[Itens a processar]

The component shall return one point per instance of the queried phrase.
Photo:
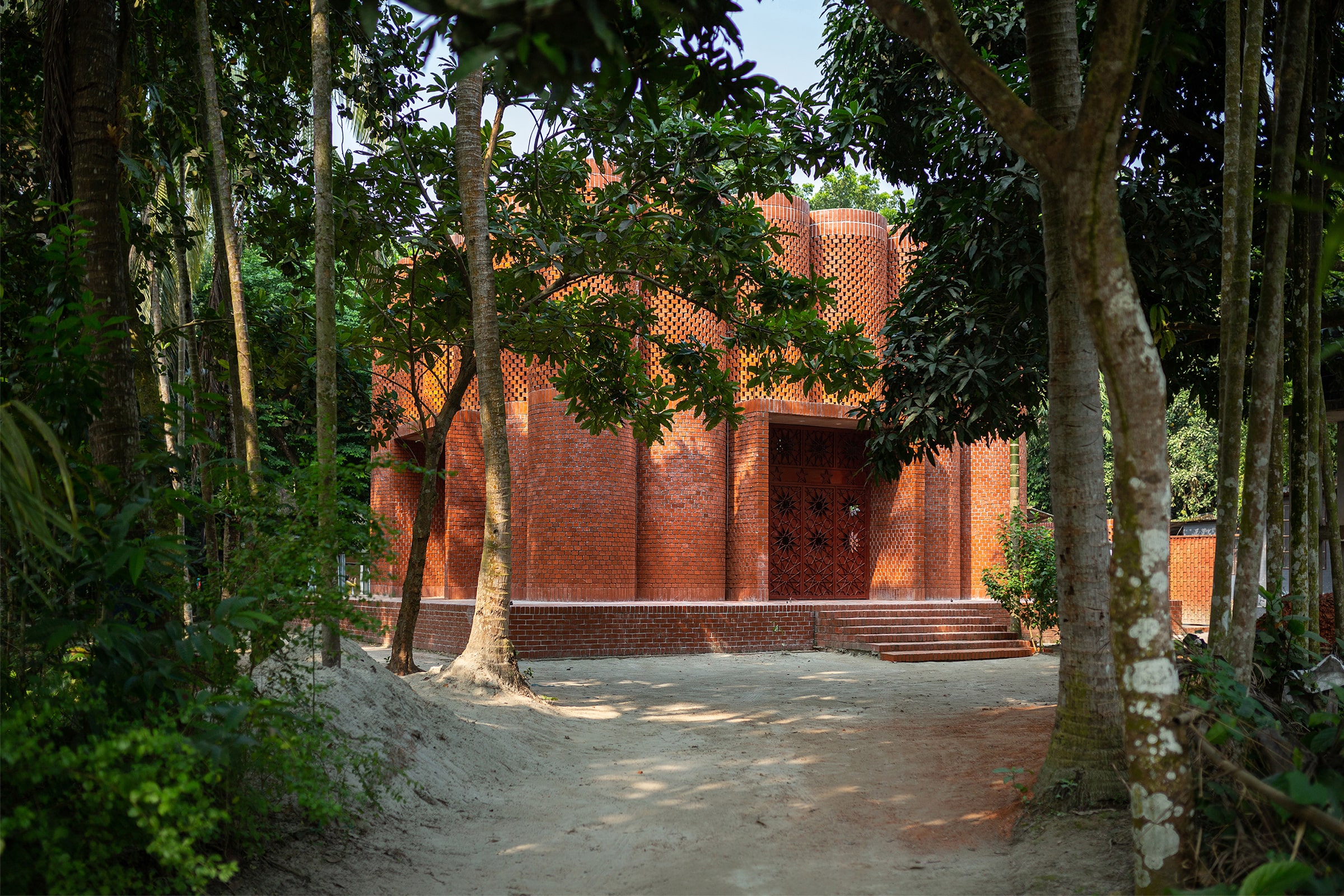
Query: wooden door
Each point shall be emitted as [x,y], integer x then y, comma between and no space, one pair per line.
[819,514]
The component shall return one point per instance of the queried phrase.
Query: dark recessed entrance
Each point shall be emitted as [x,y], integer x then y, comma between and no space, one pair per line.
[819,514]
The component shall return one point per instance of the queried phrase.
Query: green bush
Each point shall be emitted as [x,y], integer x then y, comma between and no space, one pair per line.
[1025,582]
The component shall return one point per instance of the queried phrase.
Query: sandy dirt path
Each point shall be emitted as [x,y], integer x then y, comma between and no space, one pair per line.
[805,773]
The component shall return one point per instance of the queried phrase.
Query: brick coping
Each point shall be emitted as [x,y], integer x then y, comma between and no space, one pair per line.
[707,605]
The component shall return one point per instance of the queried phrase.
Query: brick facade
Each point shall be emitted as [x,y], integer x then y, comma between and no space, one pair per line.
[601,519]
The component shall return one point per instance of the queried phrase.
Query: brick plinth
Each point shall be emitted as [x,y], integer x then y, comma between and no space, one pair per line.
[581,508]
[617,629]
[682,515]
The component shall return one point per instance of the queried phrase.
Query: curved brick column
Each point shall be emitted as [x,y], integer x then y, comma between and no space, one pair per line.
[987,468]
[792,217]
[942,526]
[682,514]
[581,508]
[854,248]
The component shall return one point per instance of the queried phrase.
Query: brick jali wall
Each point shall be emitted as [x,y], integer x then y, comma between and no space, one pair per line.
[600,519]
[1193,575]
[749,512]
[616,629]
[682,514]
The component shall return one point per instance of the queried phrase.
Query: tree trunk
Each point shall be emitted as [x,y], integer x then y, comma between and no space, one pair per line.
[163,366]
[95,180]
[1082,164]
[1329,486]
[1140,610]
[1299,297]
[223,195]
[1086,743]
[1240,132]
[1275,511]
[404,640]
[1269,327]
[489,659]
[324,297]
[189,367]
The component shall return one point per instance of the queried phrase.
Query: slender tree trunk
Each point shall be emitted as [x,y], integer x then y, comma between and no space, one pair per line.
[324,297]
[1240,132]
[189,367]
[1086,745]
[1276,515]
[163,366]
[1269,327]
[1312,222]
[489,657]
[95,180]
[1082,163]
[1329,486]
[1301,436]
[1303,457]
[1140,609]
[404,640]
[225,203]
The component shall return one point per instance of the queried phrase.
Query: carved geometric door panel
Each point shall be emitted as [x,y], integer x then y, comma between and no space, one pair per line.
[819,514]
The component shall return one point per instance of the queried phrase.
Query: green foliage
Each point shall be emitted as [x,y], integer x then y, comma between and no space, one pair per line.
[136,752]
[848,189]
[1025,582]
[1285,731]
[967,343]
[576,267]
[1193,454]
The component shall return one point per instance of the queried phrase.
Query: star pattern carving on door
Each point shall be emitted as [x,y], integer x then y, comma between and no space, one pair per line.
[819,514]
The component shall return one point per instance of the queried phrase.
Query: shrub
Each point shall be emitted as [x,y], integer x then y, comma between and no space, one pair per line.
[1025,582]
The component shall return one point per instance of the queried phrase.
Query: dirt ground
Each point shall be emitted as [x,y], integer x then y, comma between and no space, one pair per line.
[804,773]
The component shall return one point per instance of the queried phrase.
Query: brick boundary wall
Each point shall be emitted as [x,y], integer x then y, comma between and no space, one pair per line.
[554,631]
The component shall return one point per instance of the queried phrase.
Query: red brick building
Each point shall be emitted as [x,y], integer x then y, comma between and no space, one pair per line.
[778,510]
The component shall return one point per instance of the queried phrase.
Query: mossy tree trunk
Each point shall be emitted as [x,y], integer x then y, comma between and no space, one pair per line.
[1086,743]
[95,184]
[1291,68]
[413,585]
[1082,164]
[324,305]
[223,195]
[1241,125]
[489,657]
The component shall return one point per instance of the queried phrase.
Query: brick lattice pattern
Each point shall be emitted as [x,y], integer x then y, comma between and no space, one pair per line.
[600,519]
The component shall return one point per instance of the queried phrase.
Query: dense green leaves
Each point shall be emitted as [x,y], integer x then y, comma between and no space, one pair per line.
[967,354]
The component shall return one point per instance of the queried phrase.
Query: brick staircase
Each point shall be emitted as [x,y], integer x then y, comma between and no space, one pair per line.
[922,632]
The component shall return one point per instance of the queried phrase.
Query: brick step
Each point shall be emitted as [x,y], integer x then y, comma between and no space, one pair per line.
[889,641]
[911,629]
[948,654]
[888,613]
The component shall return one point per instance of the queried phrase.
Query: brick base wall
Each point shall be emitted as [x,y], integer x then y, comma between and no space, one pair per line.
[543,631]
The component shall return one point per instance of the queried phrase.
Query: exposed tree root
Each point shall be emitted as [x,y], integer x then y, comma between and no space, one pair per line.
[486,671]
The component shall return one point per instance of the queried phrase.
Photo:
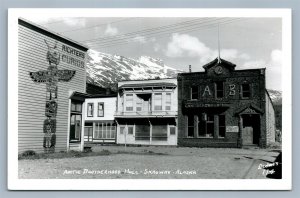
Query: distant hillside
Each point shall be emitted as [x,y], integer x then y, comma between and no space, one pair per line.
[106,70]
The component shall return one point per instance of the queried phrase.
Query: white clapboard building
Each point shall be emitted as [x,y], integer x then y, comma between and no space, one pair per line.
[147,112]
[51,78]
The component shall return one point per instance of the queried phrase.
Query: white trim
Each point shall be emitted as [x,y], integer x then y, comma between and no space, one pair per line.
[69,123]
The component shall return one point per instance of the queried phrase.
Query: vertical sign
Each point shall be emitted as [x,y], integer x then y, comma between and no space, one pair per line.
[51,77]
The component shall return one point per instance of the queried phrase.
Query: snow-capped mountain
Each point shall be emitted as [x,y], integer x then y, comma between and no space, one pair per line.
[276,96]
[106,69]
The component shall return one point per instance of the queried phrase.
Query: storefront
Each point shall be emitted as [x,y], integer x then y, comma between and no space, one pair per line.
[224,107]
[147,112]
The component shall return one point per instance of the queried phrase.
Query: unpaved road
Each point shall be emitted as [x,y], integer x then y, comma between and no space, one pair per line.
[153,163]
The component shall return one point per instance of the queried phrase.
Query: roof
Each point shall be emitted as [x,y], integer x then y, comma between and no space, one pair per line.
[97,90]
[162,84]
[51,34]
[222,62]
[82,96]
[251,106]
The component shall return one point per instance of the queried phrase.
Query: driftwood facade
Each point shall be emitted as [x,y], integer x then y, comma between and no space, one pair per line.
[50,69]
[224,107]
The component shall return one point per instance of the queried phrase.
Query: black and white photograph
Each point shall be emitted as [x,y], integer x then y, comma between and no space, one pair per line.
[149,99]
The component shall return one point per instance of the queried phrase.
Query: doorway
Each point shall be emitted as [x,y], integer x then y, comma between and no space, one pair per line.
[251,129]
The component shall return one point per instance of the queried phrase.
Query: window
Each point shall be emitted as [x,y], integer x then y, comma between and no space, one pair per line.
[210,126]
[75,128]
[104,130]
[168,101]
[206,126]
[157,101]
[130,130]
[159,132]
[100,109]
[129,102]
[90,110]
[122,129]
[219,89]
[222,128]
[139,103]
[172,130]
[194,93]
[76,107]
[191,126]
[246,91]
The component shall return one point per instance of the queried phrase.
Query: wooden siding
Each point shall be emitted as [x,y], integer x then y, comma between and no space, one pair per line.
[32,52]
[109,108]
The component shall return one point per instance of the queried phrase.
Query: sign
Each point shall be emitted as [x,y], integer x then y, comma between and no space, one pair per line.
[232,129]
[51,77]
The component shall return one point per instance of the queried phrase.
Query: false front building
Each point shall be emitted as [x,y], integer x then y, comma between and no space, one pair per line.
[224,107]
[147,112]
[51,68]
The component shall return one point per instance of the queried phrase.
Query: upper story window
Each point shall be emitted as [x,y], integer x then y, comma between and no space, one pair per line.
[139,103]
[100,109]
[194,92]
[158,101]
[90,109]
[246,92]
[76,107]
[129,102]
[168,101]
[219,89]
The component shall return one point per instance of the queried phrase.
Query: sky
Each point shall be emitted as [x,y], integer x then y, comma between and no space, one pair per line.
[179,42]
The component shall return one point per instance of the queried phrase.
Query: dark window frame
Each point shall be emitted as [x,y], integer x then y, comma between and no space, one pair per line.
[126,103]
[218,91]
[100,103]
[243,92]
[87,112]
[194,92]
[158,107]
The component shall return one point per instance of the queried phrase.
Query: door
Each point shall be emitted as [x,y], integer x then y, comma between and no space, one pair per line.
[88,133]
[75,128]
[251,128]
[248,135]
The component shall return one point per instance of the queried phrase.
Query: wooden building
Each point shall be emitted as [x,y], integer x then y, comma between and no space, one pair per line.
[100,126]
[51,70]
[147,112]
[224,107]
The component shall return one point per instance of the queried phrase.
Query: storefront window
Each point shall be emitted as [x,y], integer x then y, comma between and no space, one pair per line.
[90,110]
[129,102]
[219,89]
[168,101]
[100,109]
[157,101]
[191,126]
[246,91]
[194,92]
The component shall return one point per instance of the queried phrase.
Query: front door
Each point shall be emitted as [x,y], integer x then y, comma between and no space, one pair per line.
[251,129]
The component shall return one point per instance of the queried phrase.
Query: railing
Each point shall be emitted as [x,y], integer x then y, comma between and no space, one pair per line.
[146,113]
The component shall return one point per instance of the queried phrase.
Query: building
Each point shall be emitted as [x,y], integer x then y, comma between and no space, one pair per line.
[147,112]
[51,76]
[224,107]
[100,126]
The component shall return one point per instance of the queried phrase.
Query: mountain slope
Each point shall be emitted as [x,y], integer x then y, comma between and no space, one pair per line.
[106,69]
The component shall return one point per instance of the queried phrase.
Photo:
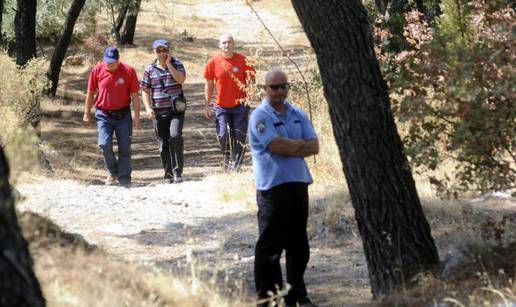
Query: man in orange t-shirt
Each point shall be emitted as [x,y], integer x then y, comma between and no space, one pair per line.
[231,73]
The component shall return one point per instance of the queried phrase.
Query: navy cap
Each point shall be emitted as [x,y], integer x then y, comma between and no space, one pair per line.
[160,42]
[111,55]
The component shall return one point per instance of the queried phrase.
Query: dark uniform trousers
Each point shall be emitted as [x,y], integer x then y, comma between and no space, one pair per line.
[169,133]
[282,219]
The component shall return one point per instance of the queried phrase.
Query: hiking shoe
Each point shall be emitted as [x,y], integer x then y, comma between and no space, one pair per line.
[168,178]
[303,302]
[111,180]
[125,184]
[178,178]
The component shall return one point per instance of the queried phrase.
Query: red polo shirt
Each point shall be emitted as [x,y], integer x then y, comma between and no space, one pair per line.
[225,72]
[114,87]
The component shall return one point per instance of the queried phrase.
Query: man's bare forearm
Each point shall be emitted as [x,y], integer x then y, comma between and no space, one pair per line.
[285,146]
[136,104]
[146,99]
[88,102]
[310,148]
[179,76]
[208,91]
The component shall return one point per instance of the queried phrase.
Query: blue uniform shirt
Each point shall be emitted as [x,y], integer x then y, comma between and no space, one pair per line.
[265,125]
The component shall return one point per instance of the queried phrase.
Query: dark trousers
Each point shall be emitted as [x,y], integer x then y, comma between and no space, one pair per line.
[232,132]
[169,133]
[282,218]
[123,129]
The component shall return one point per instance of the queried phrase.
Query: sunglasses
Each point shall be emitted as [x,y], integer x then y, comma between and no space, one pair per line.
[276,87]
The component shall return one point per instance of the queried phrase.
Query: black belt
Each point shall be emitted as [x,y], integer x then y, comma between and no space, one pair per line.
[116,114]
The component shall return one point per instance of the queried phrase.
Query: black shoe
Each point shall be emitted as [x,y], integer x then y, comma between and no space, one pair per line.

[O que fazer] Filtre as linhas dos itens acima e copie cada uma que contenha a palavra "storefront", distinguindo maiúsculas de minúsculas.

[Resposta do exercício]
Query: storefront
Query: storefront window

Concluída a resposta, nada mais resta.